**提示文**
ラテックスプリンターはとにかく幅広く使える!
様々なメディアに印刷可能
屋外の看板やタペストリーや電飾看板など様々な素材に印刷できるラテックスプリンターですが、実際はどんなメディアに対応しているのでしょうか?溶剤プリンターが主流となっている分野でも活躍できる幅広さが魅力のラテックスプリンターは今後さらなる発展の可能性を秘めています。ではその実力とはどのようなものなのか見ていきましょう。
ラテックスプリンターはどんなメディアに対応している?
ラテックスインクの中に含まれている主な成分として、水・ラテックス(ポリマー)・顔料・抗スクラッチ材の4つがあります。印刷の仕組みは、インクを塗布した後、ドライヤーで熱をかけて水分を蒸発させます。するとインクに含まれるラテックスが溶けて顔料と一緒に薄膜を作り出すと同時に、抗スクラッチ材でコートされます。この仕組みのおかげで印刷する素材表面に受理層がなくても、幅広いメディアに対応できることが多い、という訳なのです。

**データ**
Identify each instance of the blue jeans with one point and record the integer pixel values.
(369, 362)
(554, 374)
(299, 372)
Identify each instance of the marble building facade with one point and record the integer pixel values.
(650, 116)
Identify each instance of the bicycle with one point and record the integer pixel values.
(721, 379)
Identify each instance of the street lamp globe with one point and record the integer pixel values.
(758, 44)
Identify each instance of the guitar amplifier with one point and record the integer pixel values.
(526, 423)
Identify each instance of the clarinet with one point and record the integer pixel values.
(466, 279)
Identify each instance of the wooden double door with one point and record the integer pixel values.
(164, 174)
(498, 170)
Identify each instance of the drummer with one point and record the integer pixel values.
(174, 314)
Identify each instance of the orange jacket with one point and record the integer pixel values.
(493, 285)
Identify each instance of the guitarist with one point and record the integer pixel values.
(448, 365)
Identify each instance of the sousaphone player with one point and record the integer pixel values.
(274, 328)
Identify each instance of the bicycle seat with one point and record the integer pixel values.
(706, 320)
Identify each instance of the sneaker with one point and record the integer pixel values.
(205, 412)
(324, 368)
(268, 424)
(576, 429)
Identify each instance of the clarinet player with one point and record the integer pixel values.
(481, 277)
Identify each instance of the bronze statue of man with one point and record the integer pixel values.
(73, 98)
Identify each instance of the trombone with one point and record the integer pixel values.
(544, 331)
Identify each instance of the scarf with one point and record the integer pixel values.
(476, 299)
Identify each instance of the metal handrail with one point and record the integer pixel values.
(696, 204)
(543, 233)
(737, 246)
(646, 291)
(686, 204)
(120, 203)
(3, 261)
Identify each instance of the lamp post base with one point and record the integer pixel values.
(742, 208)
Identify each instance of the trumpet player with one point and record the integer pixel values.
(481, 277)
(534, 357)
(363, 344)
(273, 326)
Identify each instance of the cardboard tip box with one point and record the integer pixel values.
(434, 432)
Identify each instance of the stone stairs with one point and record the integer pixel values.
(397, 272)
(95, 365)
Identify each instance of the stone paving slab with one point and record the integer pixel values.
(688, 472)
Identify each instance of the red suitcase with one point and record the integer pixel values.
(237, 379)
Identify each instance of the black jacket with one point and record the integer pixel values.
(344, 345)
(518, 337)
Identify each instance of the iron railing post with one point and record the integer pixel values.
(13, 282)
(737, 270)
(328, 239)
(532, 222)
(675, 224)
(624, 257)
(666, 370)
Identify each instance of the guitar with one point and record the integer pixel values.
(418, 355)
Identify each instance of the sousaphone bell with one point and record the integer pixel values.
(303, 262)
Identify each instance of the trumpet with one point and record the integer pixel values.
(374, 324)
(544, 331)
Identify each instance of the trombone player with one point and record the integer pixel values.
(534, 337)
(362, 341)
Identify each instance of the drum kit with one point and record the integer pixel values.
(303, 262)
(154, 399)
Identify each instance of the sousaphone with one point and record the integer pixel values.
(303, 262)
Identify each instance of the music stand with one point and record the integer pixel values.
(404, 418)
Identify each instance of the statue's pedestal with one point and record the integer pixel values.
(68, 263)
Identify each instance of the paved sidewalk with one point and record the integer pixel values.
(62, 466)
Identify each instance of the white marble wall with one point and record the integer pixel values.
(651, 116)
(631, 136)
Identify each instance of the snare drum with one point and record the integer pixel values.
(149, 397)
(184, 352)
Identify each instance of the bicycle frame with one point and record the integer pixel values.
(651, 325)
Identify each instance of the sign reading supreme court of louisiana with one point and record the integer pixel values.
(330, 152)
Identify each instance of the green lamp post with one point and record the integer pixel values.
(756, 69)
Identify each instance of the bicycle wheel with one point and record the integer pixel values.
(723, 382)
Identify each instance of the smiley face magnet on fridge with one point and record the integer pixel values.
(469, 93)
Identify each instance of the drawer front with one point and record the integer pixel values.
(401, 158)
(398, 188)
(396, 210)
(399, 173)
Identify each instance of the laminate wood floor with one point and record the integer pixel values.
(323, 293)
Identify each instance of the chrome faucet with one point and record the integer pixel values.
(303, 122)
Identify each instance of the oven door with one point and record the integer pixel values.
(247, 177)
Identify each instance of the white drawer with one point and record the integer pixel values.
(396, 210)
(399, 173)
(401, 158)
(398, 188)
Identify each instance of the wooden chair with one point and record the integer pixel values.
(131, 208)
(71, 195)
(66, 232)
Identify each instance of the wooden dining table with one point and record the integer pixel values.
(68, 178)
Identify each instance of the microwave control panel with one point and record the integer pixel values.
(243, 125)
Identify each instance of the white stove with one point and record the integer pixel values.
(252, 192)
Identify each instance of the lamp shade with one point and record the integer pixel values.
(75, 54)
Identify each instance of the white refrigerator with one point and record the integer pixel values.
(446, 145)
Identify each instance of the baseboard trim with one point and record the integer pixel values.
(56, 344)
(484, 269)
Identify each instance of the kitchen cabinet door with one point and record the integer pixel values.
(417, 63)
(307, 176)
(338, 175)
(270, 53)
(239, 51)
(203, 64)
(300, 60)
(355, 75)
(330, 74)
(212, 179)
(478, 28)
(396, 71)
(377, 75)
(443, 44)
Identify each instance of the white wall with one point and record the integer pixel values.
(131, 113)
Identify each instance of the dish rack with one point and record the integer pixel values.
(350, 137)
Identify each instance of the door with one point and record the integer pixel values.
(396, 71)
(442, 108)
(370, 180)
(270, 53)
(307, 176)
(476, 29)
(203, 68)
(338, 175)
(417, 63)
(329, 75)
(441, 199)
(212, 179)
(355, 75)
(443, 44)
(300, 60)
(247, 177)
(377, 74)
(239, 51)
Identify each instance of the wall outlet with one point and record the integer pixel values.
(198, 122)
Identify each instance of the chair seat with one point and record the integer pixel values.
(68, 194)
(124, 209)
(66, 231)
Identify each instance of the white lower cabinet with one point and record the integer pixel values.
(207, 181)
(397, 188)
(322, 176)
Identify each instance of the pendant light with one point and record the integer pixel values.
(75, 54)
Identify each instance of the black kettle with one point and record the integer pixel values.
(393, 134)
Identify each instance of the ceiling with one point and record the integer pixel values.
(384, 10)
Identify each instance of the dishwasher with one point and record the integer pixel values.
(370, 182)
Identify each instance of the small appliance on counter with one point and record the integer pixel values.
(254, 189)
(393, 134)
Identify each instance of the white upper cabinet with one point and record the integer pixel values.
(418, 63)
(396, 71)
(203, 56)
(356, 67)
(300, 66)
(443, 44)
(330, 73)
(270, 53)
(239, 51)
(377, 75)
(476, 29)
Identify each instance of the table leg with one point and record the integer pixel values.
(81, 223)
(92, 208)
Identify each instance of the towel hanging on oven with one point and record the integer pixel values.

**課題**
ラテックスプリンターについての提示文から、「ラテックスプリンターはとにかく幅広く使える!」に始まり「とが多い、という訳なのです。」に至るまでのすべてを、一字もたがえずに書き写してください。

**解答**
ラテックスプリンターはとにかく幅広く使える!
様々なメディアに印刷可能
屋外の看板やタペストリーや電飾看板など様々な素材に印刷できるラテックスプリンターですが、実際はどんなメディアに対応しているのでしょうか?溶剤プリンターが主流となっている分野でも活躍できる幅広さが魅力のラテックスプリンターは今後さらなる発展の可能性を秘めています。ではその実力とはどのようなものなのか見ていきましょう。
ラテックスプリンターはどんなメディアに対応している?
ラテックスインクの中に含まれている主な成分として、水・ラテックス(ポリマー)・顔料・抗スクラッチ材の4つがあります。印刷の仕組みは、インクを塗布した後、ドライヤーで熱をかけて水分を蒸発させます。するとインクに含まれるラテックスが溶けて顔料と一緒に薄膜を作り出すと同時に、抗スクラッチ材でコートされます。この仕組みのおかげで印刷する素材表面に受理層がなくても、幅広いメディアに対応できることが多い、という訳なのです。